_Supplied passage_.
++++++++++

Alisa is one smart, witty, electrifying cookie. I started reading her two columns The Empress and Gotham Girl early last year and learned very quickly to not have liquids nearby while reading. She is a one woman, laugh-out-loud, tragicomedy act and infuses her work with infectious, tinkering curiosity, humility and self-compassion that might just be the #1 super-smoothie to getting through life with sanity intact.
After developing epilepsy during peri-menopause-the first in a series of grand mal seizures that she likens to “swallowing a bolt of lightening”-Alisa was forced to use her powers of reimagining to develop a more expansive, empowering perspective from the frontlines of a brain that derails, and often detonates, her life’s plans. From ground zero, instead of falling prey to despair, over-and-over-again, Alisa brushes herself off and uses her experiences to get honest and “get bigger”-sharing her voice, advocating for women’s rights and healthcare, challenging the Hollywood narrative to portray more realistic stories of neurodivergence, and championing women in midlife to embrace “the messy middle-a highly generative, creative time-one in which we can source real agency in our aging.”

++++++++++

_The data_.
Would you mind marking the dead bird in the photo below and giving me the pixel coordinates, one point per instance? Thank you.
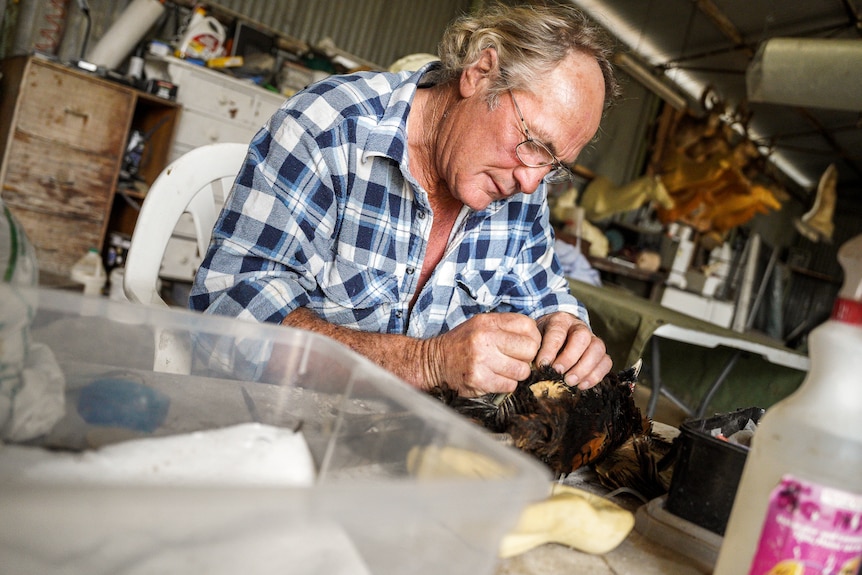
(562, 426)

++++++++++

_Exercise requirements_.
1 – In the piece about Alisa, what forced her to build a more expansive, empowering outlook? Answer in one to three sentences.
2 – Extend the piece about Alisa from its last sentence.
The listing comes from a separate source, not from the piece about Alisa.

_Expected outputs_.
1 – She developed epilepsy during peri-menopause and began having a series of grand mal seizures. Her brain often derails and even detonates her life's plans, so she had to use her powers of reimagining to find a broader, more empowering view.

2 –
In her deeply engaging and heartfelt book Gotham Girl: Interrupted, Alisa writes that auras feel like “someone reaches into her brain and kneads it with stars” and post-seizure she’s supercharged with creative euphoria, so it was a delight to gaze upon her 13 trillion synaptic connections where multiple reconstructive facial surgeries, being trapped inside a Van Gogh painting, mothering herself through uncertainty, mothering her daughters through trauma, and refusing submission in a largely male-dominated industry are all fodder for living a wild and wonderful life.